● Information shown:
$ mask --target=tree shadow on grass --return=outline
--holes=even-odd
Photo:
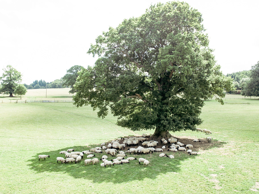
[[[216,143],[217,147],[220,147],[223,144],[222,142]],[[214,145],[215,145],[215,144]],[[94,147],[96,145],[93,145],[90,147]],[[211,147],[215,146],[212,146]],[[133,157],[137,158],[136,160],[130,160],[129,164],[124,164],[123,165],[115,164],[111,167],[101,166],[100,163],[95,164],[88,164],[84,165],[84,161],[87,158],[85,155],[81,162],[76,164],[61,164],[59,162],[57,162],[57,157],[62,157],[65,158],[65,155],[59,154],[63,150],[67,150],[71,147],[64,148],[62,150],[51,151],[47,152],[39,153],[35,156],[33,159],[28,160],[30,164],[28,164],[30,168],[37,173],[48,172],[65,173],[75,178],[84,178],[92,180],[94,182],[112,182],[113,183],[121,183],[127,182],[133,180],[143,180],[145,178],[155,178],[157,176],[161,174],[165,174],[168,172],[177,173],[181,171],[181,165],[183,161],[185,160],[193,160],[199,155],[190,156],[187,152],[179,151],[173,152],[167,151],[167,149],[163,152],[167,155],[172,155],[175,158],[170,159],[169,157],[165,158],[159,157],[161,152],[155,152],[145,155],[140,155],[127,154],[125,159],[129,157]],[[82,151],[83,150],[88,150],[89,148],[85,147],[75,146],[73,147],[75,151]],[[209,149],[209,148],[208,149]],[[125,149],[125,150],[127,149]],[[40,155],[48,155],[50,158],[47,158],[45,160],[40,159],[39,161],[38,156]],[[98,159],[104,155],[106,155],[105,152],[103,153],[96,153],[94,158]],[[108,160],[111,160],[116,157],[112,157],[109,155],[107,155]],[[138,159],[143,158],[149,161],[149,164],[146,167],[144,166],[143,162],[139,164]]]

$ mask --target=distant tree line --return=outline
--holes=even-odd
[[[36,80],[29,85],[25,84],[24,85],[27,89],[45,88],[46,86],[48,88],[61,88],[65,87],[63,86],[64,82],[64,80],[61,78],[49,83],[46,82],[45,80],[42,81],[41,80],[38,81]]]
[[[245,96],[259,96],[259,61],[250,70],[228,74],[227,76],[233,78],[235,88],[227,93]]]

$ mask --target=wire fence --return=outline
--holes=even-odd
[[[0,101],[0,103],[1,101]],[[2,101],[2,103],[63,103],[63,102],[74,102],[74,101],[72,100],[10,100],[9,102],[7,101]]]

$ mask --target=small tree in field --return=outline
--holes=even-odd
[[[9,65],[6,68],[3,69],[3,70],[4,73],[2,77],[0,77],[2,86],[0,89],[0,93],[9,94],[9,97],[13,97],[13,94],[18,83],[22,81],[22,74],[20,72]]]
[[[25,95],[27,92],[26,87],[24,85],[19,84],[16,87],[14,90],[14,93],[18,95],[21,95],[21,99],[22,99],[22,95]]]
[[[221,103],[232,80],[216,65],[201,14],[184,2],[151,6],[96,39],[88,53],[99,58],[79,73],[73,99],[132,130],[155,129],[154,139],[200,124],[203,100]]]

--

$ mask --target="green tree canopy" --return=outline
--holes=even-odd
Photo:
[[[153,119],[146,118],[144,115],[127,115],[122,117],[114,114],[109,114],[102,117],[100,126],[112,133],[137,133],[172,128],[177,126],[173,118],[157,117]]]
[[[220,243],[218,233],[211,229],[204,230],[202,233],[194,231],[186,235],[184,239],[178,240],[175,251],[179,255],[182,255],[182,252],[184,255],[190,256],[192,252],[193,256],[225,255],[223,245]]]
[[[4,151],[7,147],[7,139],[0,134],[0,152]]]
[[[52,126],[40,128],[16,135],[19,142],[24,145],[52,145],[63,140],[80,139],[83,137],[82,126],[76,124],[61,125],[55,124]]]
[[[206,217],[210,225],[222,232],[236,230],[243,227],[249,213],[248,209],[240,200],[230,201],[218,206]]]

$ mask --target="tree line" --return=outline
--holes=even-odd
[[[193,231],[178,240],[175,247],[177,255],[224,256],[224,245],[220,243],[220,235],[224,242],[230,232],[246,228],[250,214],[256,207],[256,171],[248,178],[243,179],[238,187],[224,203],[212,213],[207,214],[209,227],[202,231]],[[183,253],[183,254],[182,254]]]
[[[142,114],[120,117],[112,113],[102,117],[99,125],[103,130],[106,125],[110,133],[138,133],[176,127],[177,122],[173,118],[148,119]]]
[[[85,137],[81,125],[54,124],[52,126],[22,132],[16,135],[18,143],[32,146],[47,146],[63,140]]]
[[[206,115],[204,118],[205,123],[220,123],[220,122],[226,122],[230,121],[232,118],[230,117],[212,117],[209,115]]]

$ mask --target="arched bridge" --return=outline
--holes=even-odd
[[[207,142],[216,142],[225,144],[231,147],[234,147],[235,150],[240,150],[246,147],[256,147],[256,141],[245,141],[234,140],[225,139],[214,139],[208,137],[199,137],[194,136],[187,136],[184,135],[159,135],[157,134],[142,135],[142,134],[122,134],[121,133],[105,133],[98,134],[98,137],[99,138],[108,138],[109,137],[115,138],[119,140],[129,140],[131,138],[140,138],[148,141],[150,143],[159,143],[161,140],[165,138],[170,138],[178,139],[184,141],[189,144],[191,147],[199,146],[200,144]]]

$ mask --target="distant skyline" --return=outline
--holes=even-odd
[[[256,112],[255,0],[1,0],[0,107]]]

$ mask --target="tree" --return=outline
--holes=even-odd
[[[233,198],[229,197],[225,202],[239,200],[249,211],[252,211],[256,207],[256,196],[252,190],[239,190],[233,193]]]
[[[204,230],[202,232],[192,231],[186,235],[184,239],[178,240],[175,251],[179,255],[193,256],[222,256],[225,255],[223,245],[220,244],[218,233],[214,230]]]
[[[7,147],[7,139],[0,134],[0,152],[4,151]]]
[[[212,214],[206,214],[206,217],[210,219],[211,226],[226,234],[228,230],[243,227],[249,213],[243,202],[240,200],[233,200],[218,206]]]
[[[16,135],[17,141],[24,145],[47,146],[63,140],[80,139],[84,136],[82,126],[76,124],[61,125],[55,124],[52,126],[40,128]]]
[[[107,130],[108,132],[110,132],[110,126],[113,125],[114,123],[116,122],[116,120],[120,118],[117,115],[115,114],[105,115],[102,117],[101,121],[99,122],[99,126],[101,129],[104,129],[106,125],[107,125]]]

● Short task:
How many rows above contain the string "tree"? Give only the number.

● Task response:
6